▸ **Entries taken from a collection**

━━━━━━━━

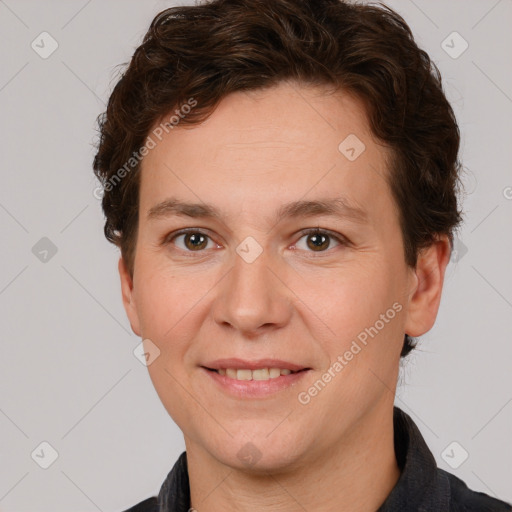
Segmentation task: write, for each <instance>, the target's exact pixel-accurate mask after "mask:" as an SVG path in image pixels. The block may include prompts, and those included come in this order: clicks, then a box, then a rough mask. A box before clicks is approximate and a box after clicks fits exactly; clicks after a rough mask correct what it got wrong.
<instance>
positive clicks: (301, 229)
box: [162, 227, 350, 252]
mask: <svg viewBox="0 0 512 512" xmlns="http://www.w3.org/2000/svg"><path fill="white" fill-rule="evenodd" d="M187 233H199V234H201V235H204V236H207V237H208V238H209V239H210V240H211V241H212V242H214V243H216V244H218V242H216V241H215V239H214V237H213V236H211V235H210V234H209V230H208V229H205V228H183V229H179V230H177V231H175V232H173V233H170V234H169V235H166V236H165V237H164V238H163V241H162V243H164V244H165V243H170V242H171V241H173V240H174V239H176V238H177V237H179V236H182V235H186V234H187ZM316 233H319V234H326V235H328V236H330V237H331V238H334V239H336V241H337V242H338V243H339V244H345V245H346V244H349V243H350V241H349V240H348V239H347V238H346V237H345V236H344V235H342V234H341V233H337V232H334V231H331V230H329V229H324V228H320V227H314V228H304V229H301V230H300V231H298V232H297V233H296V234H295V236H297V235H300V237H299V238H298V240H300V239H301V238H302V237H304V236H307V235H312V234H316ZM298 240H297V241H298ZM295 243H297V242H295ZM188 252H194V251H188ZM198 252H202V251H198ZM311 252H315V251H311ZM319 252H327V251H319Z"/></svg>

━━━━━━━━

▸ **What is expected**
Please repeat all of the data exactly as it stands, leaving the pictures out.

▸ **Answer below**
Segmentation task: write, for each <instance>, the target's exact pixel-accurate mask after "mask:" as an SVG path in image pixels. The block may include prompts, and those included come in this order: clicks, then a box, then a rough mask. A box before clicks is approximate and a box after clicks fits exactly; clicks after a rough mask correct what it got wrong.
<instance>
positive clicks: (301, 229)
box: [162, 227, 350, 252]
mask: <svg viewBox="0 0 512 512" xmlns="http://www.w3.org/2000/svg"><path fill="white" fill-rule="evenodd" d="M187 233H199V234H201V235H204V236H207V237H208V238H209V239H210V240H211V241H212V242H214V243H216V244H218V242H216V241H215V239H214V237H213V236H211V235H210V234H209V230H208V229H205V228H183V229H179V230H177V231H175V232H173V233H170V234H169V235H166V236H165V237H164V238H163V241H162V243H164V244H165V243H170V242H171V241H173V240H174V239H176V238H177V237H179V236H182V235H186V234H187ZM316 233H319V234H326V235H328V236H330V237H331V238H334V239H336V241H337V242H338V243H339V244H345V245H346V244H349V243H350V241H349V240H348V239H347V238H346V237H345V236H344V235H342V234H341V233H337V232H334V231H331V230H329V229H324V228H320V227H314V228H304V229H301V230H300V231H298V232H297V233H296V234H295V236H297V235H300V237H299V238H298V240H300V239H301V238H302V237H304V236H307V235H312V234H316ZM298 240H297V241H298ZM295 243H297V242H295ZM188 252H194V251H188ZM198 252H202V251H198ZM311 252H315V251H311ZM319 252H327V251H319Z"/></svg>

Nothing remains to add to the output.